Excerto fornecido
Visão por computador

A Reuters falou com 16 empresas de análise de vídeo, muitas das quais startups com alguns milhões de dólares em receitas anuais, que acrescentaram novos serviços por causa do novo coronavírus. Os seus sistemas podem ser configurados para produzir relatórios diários, que os gestores podem utilizar para corrigir problemas recorrentes e documentar o cumprimento das medidas de higiene e segurança.

A maioria trabalha num ramo da tecnologia de inteligência artificial conhecido como visão por computador ou máquina, no qual os algoritmos são treinados em bibliotecas de imagens para identificar objectos com uma confiança de 80% ou superior.

Vários clientes disseram que a tecnologia para analisar os dados de um punhado de câmaras de vídeo, que anualmente pode custar mil dólares (cerca de 923 euros) ou mais, sai mais barata do que dedicar trabalhadores a vigilância permanente. Também pode ser mais segura, uma vez que alguns guardas que fazem cumprir o distanciamento já entraram em conflito com pessoas que protestam contra as medidas de segurança, afirmaram.

Dados de máscaras de segmentação
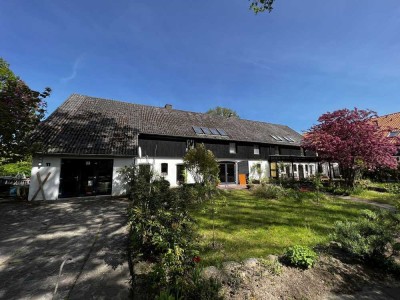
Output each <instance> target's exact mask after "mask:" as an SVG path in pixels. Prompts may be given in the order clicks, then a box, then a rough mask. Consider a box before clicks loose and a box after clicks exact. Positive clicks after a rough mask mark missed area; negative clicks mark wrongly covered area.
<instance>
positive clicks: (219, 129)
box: [217, 128, 227, 136]
mask: <svg viewBox="0 0 400 300" xmlns="http://www.w3.org/2000/svg"><path fill="white" fill-rule="evenodd" d="M217 131H218V132H219V134H220V135H223V136H227V133H226V132H225V130H223V129H221V128H217Z"/></svg>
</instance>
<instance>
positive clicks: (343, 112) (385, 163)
mask: <svg viewBox="0 0 400 300" xmlns="http://www.w3.org/2000/svg"><path fill="white" fill-rule="evenodd" d="M374 117H376V113H375V112H373V111H371V110H361V109H357V108H354V109H353V110H349V109H340V110H337V111H334V112H332V113H331V112H327V113H325V114H323V115H322V116H321V117H319V119H318V122H319V124H317V125H314V126H312V127H311V129H310V130H309V131H308V132H307V134H306V135H305V137H304V140H303V143H302V146H303V148H304V149H306V150H311V151H315V152H316V153H318V156H319V157H320V158H321V160H322V161H325V162H337V163H339V167H340V171H341V174H342V176H343V179H344V180H345V184H346V185H347V186H348V187H353V186H354V180H355V177H356V174H358V173H359V172H362V171H364V170H375V169H376V168H378V167H387V168H390V169H395V168H397V161H396V158H395V157H394V156H393V155H394V154H395V153H396V152H397V147H396V146H395V145H394V144H393V143H391V142H390V141H389V139H388V138H386V135H385V134H384V130H385V129H384V128H379V126H378V125H377V124H376V123H375V122H373V120H372V118H374Z"/></svg>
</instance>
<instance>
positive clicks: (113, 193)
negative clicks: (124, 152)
mask: <svg viewBox="0 0 400 300" xmlns="http://www.w3.org/2000/svg"><path fill="white" fill-rule="evenodd" d="M132 164H133V158H126V157H124V158H114V165H113V182H112V191H111V195H112V196H121V195H125V194H126V186H125V183H124V181H125V178H124V176H123V174H121V170H122V169H123V168H124V167H127V166H131V165H132Z"/></svg>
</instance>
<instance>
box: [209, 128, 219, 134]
mask: <svg viewBox="0 0 400 300" xmlns="http://www.w3.org/2000/svg"><path fill="white" fill-rule="evenodd" d="M210 131H211V133H212V134H213V135H219V132H218V130H217V129H216V128H210Z"/></svg>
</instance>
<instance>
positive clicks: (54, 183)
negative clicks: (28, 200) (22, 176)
mask: <svg viewBox="0 0 400 300" xmlns="http://www.w3.org/2000/svg"><path fill="white" fill-rule="evenodd" d="M41 163H42V166H41V167H39V166H38V164H39V158H38V157H34V158H33V160H32V171H31V183H30V185H29V195H28V200H32V198H33V196H34V194H35V193H36V191H37V190H38V189H39V180H38V178H37V174H38V173H39V174H40V178H41V179H42V183H43V181H44V179H45V178H46V176H47V174H49V173H50V175H49V178H48V179H47V181H46V182H45V183H44V185H43V190H44V196H45V198H46V199H43V196H42V193H41V192H39V193H38V194H37V196H36V198H35V200H57V199H58V188H59V186H60V171H61V159H60V158H59V157H52V156H47V157H46V156H45V157H43V159H42V160H41ZM48 164H50V165H48Z"/></svg>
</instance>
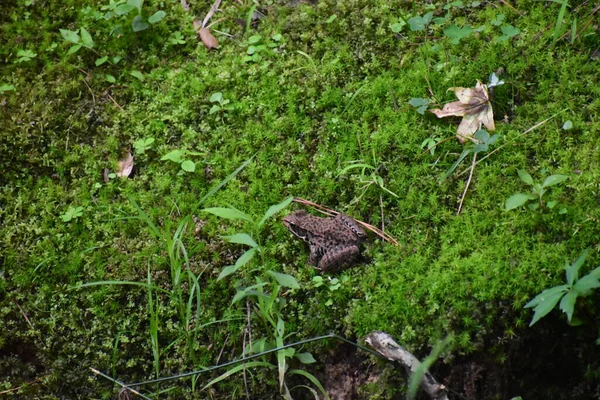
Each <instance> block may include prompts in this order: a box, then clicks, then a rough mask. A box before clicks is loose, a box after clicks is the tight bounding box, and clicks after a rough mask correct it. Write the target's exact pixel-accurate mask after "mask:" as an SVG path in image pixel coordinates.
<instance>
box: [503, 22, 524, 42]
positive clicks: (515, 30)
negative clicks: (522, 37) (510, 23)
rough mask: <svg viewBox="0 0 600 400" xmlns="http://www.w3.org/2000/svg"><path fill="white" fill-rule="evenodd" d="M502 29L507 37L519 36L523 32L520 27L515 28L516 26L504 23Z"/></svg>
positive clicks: (504, 33) (506, 36) (513, 36)
mask: <svg viewBox="0 0 600 400" xmlns="http://www.w3.org/2000/svg"><path fill="white" fill-rule="evenodd" d="M500 29H501V30H502V33H503V34H504V36H505V37H506V38H507V39H509V38H511V37H514V36H517V35H518V34H519V33H520V32H521V31H520V30H519V29H518V28H515V27H514V26H512V25H509V24H506V25H502V28H500Z"/></svg>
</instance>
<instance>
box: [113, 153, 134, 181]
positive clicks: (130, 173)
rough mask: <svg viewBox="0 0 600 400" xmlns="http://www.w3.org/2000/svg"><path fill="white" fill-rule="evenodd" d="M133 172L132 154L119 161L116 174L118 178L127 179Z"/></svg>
mask: <svg viewBox="0 0 600 400" xmlns="http://www.w3.org/2000/svg"><path fill="white" fill-rule="evenodd" d="M132 171H133V155H132V154H131V153H130V152H127V154H125V157H123V159H121V160H119V169H118V171H117V173H116V175H117V176H120V177H124V178H127V177H128V176H129V175H131V172H132Z"/></svg>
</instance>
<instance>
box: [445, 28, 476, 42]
mask: <svg viewBox="0 0 600 400" xmlns="http://www.w3.org/2000/svg"><path fill="white" fill-rule="evenodd" d="M471 33H473V28H472V27H470V26H469V25H465V26H463V27H462V28H459V27H458V26H456V25H455V24H452V25H450V26H448V27H447V28H446V29H444V35H446V36H447V37H449V38H450V39H452V40H451V41H450V43H452V44H458V43H459V42H460V40H461V39H464V38H466V37H467V36H469V35H470V34H471Z"/></svg>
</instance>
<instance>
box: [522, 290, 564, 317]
mask: <svg viewBox="0 0 600 400" xmlns="http://www.w3.org/2000/svg"><path fill="white" fill-rule="evenodd" d="M553 289H555V288H553ZM565 291H566V289H565V290H562V291H558V292H553V293H552V294H550V295H546V296H544V297H542V298H541V299H540V301H539V303H538V305H537V306H536V307H535V308H534V309H533V319H532V320H531V323H530V324H529V326H533V324H535V323H536V322H537V321H539V320H540V318H542V317H544V316H546V315H547V314H548V313H549V312H550V311H552V309H553V308H554V307H555V306H556V304H557V303H558V301H559V300H560V299H561V297H563V296H564V293H565ZM543 293H544V292H542V294H543Z"/></svg>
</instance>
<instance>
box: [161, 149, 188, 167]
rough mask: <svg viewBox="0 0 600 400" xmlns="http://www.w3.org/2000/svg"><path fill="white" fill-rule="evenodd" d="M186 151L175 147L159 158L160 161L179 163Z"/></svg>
mask: <svg viewBox="0 0 600 400" xmlns="http://www.w3.org/2000/svg"><path fill="white" fill-rule="evenodd" d="M185 153H186V151H185V150H183V149H176V150H172V151H170V152H168V153H167V154H165V155H164V156H162V157H161V158H160V160H161V161H165V160H169V161H173V162H176V163H178V164H179V163H181V161H182V157H183V155H184V154H185Z"/></svg>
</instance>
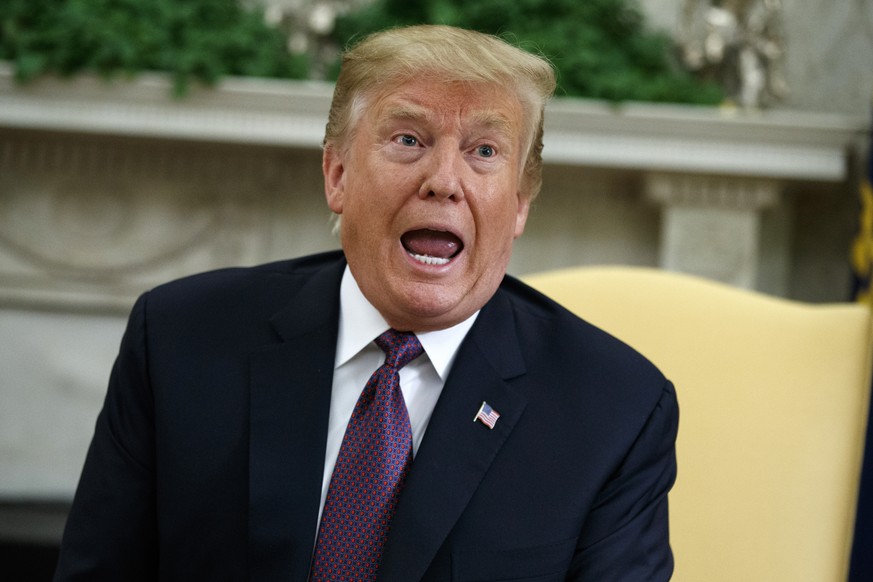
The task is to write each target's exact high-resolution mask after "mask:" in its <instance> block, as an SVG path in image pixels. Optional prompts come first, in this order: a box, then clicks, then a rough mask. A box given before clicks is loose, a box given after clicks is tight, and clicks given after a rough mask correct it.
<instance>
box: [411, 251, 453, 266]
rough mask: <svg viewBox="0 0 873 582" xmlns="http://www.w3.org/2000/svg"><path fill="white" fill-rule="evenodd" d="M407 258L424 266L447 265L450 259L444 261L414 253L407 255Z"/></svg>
mask: <svg viewBox="0 0 873 582" xmlns="http://www.w3.org/2000/svg"><path fill="white" fill-rule="evenodd" d="M409 256H410V257H412V258H413V259H415V260H416V261H418V262H419V263H424V264H426V265H445V264H448V262H449V260H450V259H444V258H442V257H429V256H428V255H417V254H415V253H409Z"/></svg>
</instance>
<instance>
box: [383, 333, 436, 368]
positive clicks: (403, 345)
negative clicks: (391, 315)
mask: <svg viewBox="0 0 873 582" xmlns="http://www.w3.org/2000/svg"><path fill="white" fill-rule="evenodd" d="M376 345H377V346H379V349H381V350H382V351H383V352H385V365H386V366H390V367H392V368H394V369H395V370H399V369H400V368H402V367H403V366H405V365H406V364H408V363H409V362H411V361H412V360H414V359H415V358H417V357H418V356H420V355H421V354H422V353H423V352H424V348H422V347H421V343H420V342H419V341H418V338H417V337H415V334H413V333H409V332H403V331H397V330H395V329H389V330H388V331H386V332H385V333H383V334H382V335H380V336H379V337H377V338H376Z"/></svg>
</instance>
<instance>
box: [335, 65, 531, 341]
mask: <svg viewBox="0 0 873 582" xmlns="http://www.w3.org/2000/svg"><path fill="white" fill-rule="evenodd" d="M522 115H523V110H522V106H521V104H520V102H519V100H518V98H517V96H516V95H515V94H514V93H512V92H508V91H506V90H505V89H501V88H499V87H496V86H491V85H482V84H478V85H470V84H463V83H443V82H437V81H434V80H429V79H417V80H413V81H409V82H407V83H405V84H403V85H401V86H400V87H398V88H394V89H392V90H387V91H384V92H383V93H381V94H378V95H377V96H375V98H373V99H371V100H370V102H369V103H368V107H367V109H366V110H365V112H364V113H363V114H362V116H361V118H360V120H359V121H358V124H357V126H356V127H355V130H354V132H353V137H352V138H351V141H350V143H348V144H346V146H345V147H342V146H333V145H329V146H328V147H327V148H326V149H325V154H324V161H323V170H324V176H325V192H326V196H327V202H328V206H329V207H330V209H331V210H333V211H334V212H335V213H337V214H340V215H341V216H342V222H341V229H340V237H341V241H342V246H343V250H344V251H345V254H346V258H347V259H348V263H349V267H350V269H351V272H352V274H353V275H354V277H355V280H356V281H357V282H358V285H359V286H360V288H361V291H362V292H363V293H364V295H365V296H366V297H367V299H368V300H369V301H370V302H371V303H372V304H373V305H374V306H375V307H376V308H377V309H378V310H379V312H380V313H381V314H382V316H383V317H384V318H385V319H386V320H387V322H388V323H389V324H390V325H391V326H392V327H394V328H396V329H400V330H411V331H418V332H421V331H430V330H435V329H444V328H447V327H450V326H452V325H455V324H457V323H459V322H461V321H463V320H464V319H466V318H467V317H469V316H470V315H472V314H473V313H474V312H475V311H476V310H478V309H480V308H481V307H482V306H483V305H484V304H485V303H486V302H487V301H488V299H490V298H491V296H492V295H493V294H494V292H495V291H496V289H497V286H498V285H499V284H500V281H501V280H502V278H503V275H504V273H505V272H506V266H507V264H508V262H509V258H510V254H511V251H512V244H513V241H514V240H515V239H516V238H517V237H519V236H520V235H521V234H522V232H523V231H524V225H525V221H526V220H527V215H528V210H529V200H528V199H527V198H526V197H525V196H523V195H522V194H521V193H520V184H521V170H522V164H523V161H524V158H525V157H526V154H527V152H526V151H522V149H523V145H522V144H523V142H524V141H525V139H524V136H523V135H522V133H523V129H522V128H523V124H522Z"/></svg>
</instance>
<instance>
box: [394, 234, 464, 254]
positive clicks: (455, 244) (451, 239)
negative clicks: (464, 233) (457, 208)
mask: <svg viewBox="0 0 873 582" xmlns="http://www.w3.org/2000/svg"><path fill="white" fill-rule="evenodd" d="M400 242H401V243H403V247H404V248H405V249H406V250H407V251H409V252H411V253H414V254H416V255H426V256H428V257H439V258H442V259H448V258H449V257H451V256H453V255H455V254H456V253H457V252H458V251H459V250H461V247H462V246H463V244H462V243H461V240H460V239H459V238H458V237H456V236H455V235H453V234H452V233H450V232H441V231H436V230H412V231H409V232H407V233H406V234H404V235H403V236H402V237H401V238H400Z"/></svg>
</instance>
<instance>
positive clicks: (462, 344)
mask: <svg viewBox="0 0 873 582" xmlns="http://www.w3.org/2000/svg"><path fill="white" fill-rule="evenodd" d="M553 89H554V77H553V73H552V70H551V68H550V67H549V65H548V64H547V63H545V62H544V61H543V60H541V59H539V58H538V57H534V56H532V55H529V54H527V53H525V52H523V51H520V50H518V49H516V48H513V47H511V46H510V45H508V44H506V43H504V42H503V41H501V40H498V39H496V38H493V37H490V36H486V35H482V34H479V33H474V32H469V31H463V30H458V29H453V28H449V27H439V26H436V27H431V26H423V27H411V28H403V29H396V30H393V31H389V32H384V33H379V34H376V35H374V36H372V37H369V38H367V39H365V40H364V41H362V42H361V43H359V44H358V45H357V46H356V47H354V48H353V49H351V50H350V51H349V52H347V54H346V56H345V58H344V62H343V69H342V73H341V75H340V78H339V80H338V82H337V87H336V92H335V94H334V100H333V104H332V107H331V112H330V118H329V121H328V125H327V134H326V138H325V148H324V163H323V169H324V177H325V192H326V197H327V203H328V206H329V207H330V209H331V210H332V211H333V212H335V213H336V214H337V215H338V216H339V217H340V218H341V222H340V224H339V233H340V238H341V242H342V248H343V252H342V253H339V252H336V253H328V254H325V255H319V256H314V257H306V258H302V259H297V260H292V261H286V262H281V263H275V264H271V265H266V266H261V267H255V268H252V269H229V270H223V271H218V272H215V273H209V274H205V275H199V276H194V277H190V278H187V279H183V280H181V281H177V282H175V283H171V284H169V285H165V286H161V287H158V288H157V289H154V290H152V291H150V292H149V293H146V294H145V295H143V297H141V298H140V300H139V301H138V302H137V304H136V305H135V306H134V308H133V311H132V314H131V318H130V323H129V326H128V330H127V332H126V334H125V338H124V340H123V342H122V346H121V351H120V354H119V357H118V360H117V362H116V365H115V367H114V369H113V374H112V378H111V381H110V387H109V391H108V394H107V398H106V403H105V405H104V409H103V411H102V412H101V414H100V417H99V419H98V422H97V427H96V433H95V436H94V440H93V443H92V445H91V449H90V451H89V454H88V459H87V461H86V464H85V468H84V471H83V475H82V480H81V482H80V485H79V489H78V491H77V494H76V499H75V501H74V503H73V507H72V511H71V514H70V518H69V522H68V524H67V528H66V531H65V534H64V541H63V544H62V549H61V558H60V562H59V566H58V573H57V576H56V580H75V579H81V580H113V581H115V580H123V581H130V580H156V579H159V580H253V581H254V580H306V579H307V578H309V579H312V580H332V579H347V580H366V579H374V577H377V578H378V579H379V580H395V581H404V582H409V581H414V580H501V579H512V580H522V579H524V580H527V579H530V580H533V579H536V580H563V579H571V580H591V581H597V582H603V581H608V580H626V581H634V582H637V581H640V580H668V579H669V577H670V574H671V572H672V556H671V552H670V548H669V542H668V532H667V493H668V490H669V489H670V487H671V485H672V483H673V480H674V478H675V472H676V466H675V455H674V440H675V435H676V426H677V414H678V413H677V405H676V400H675V394H674V391H673V388H672V386H671V385H670V383H669V382H668V381H667V380H665V379H664V377H663V376H662V375H661V374H660V373H659V372H658V371H657V370H656V369H655V368H654V367H653V366H652V365H651V364H650V363H648V362H647V361H646V360H645V359H643V358H642V357H641V356H639V355H638V354H636V353H635V352H633V351H632V350H631V349H630V348H628V347H627V346H625V345H623V344H621V343H620V342H619V341H617V340H615V339H613V338H611V337H610V336H608V335H607V334H605V333H603V332H601V331H599V330H597V329H595V328H593V327H591V326H590V325H588V324H586V323H584V322H582V321H580V320H579V319H577V318H576V317H575V316H573V315H571V314H570V313H569V312H567V311H565V310H564V309H562V308H561V307H559V306H557V305H556V304H555V303H553V302H551V301H550V300H548V299H546V298H545V297H543V296H541V295H540V294H538V293H536V292H534V291H533V290H531V289H529V288H528V287H526V286H524V285H522V284H521V283H519V282H518V281H516V280H514V279H512V278H509V277H504V274H505V270H506V266H507V263H508V261H509V257H510V252H511V249H512V244H513V241H514V240H515V239H516V238H517V237H518V236H519V235H521V234H522V231H523V230H524V225H525V221H526V219H527V215H528V210H529V208H530V203H531V200H532V199H533V198H534V196H535V195H536V194H537V191H538V190H539V188H540V168H541V160H540V152H541V149H542V114H543V107H544V103H545V101H546V100H547V99H548V97H549V96H550V94H551V92H552V91H553ZM386 330H387V331H386ZM400 332H412V333H400ZM386 337H387V338H388V339H386ZM374 338H376V339H375V343H374ZM377 345H378V347H377ZM397 346H401V347H400V348H397ZM395 348H396V349H395ZM422 348H423V353H421V350H422ZM397 350H399V351H397ZM383 351H384V352H385V353H383ZM385 354H387V356H386V355H385ZM383 361H384V365H381V366H380V364H382V363H383ZM374 370H375V373H374ZM371 374H372V377H371ZM368 378H369V380H368ZM398 378H399V380H398ZM398 382H399V388H398ZM365 386H366V387H365ZM362 389H363V390H362ZM377 417H378V418H377ZM371 423H376V424H371ZM413 458H414V461H413V460H412V459H413Z"/></svg>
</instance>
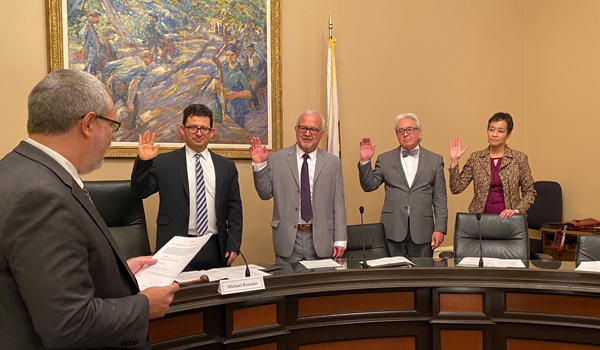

Aplicação da leitura
1. Indique se cada afirmação está de acordo com o texto sobre visão por computador. Responda sim ou não e cite as palavras exatas do texto que decidem a resposta. (a) A Reuters falou com 16 empresas de análise de vídeo. (b) Os algoritmos identificam objectos com uma confiança de 50% ou superior. (c) Segundo vários clientes, a tecnologia sai mais cara do que dedicar trabalhadores a vigilância permanente.
2. Prossiga o texto sobre visão por computador a partir da última frase apresentada.

As suas respostas
1.
(a) Sim: "A Reuters falou com 16 empresas de análise de vídeo".
(b) Não: "com uma confiança de 80% ou superior".
(c) Não: "sai mais barata do que dedicar trabalhadores a vigilância permanente".

2.
Jan Suerth, da Pepper Construction, disse que o seu sistema SmartVid ainda não registou problemas de aglomeração porque o número de trabalhadores tem sido limitado. Mas Suerth disse que, à medida que mais membros das equipas chegarem, a empresa vai analisar as tendências para emitir lembretes nas “conversas na caixa de ferramentas”.

“É mais um conjunto de olhos no local”, disse Suerth, acrescentando que o software é menos propenso a erros do que as pessoas e que “a precisão que estamos a ver é realmente elevada”.

O gerente da Samarth Diamond, Parth Patel, disse que poderia ajustar os procedimentos quando o software identificasse os pontos onde os seus quatro mil trabalhadores se aglomeram em áreas movimentadas. As pessoas que forem identificadas sem máscara iriam rapidamente receber uma, oferecida por uma equipa que revisse as câmaras, explicou Patel.

“Será certamente útil para a segurança dos trabalhadores e para o seu nível de conforto, e será útil mostrar às autoridades que estamos a aderir” aos regulamentos, afirmou Patel.

Patel confirmou ainda ter confiança nos algoritmos depois de família ter utilizado com sucesso a visão por computador no ano passado nos supermercados de que é proprietária para contabilizar o número de clientes mulheres e decidir onde colocar uma nova linha de vestidos.

Detectar espirros e tosse?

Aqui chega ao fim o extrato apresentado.